(Data for analysis)
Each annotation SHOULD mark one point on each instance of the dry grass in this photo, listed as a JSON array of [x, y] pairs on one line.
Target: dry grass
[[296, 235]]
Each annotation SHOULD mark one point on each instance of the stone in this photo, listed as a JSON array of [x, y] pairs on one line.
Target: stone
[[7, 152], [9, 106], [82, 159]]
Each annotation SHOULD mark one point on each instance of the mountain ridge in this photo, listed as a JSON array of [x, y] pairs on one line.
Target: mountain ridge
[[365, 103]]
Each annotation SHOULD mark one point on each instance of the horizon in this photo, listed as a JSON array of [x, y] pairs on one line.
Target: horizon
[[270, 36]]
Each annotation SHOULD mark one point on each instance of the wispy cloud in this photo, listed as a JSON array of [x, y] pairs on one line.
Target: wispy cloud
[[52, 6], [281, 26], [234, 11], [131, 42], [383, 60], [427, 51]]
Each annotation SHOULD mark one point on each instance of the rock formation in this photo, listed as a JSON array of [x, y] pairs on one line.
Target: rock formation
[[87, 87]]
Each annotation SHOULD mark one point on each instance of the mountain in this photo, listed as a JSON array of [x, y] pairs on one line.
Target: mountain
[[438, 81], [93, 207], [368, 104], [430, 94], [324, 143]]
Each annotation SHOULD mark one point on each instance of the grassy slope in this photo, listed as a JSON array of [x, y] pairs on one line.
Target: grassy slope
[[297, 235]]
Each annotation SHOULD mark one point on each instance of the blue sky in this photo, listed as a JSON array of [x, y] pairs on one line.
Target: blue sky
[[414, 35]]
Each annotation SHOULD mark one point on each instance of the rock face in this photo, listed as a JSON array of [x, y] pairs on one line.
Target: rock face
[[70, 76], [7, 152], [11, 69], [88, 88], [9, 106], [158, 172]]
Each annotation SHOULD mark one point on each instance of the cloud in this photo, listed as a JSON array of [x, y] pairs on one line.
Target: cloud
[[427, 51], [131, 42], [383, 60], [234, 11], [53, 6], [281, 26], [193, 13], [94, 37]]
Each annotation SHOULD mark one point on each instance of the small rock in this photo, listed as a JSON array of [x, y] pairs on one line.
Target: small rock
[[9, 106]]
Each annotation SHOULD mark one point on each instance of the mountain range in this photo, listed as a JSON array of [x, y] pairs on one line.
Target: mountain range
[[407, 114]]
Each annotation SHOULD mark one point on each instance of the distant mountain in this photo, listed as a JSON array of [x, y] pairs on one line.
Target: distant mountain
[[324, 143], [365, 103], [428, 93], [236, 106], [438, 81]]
(End Data for analysis)
**Problem**
Everything from the line containing "Target: small rock" through the final line of the entries is to be written out exactly. No other lines belong in the answer.

**Solution for this problem**
Target: small rock
[[9, 106]]
Each annotation SHOULD mark one point on each instance of the mountain range in this photo, listed as a JSON array of [x, y] pairs on one line.
Target: mountain range
[[407, 114]]
Each annotation SHOULD mark one point on each instance of the distant mountain in this photo, listed as a JSON array of [x, y] pairs on one line.
Target: distant mountain
[[324, 143], [365, 103], [428, 93], [236, 106], [438, 81]]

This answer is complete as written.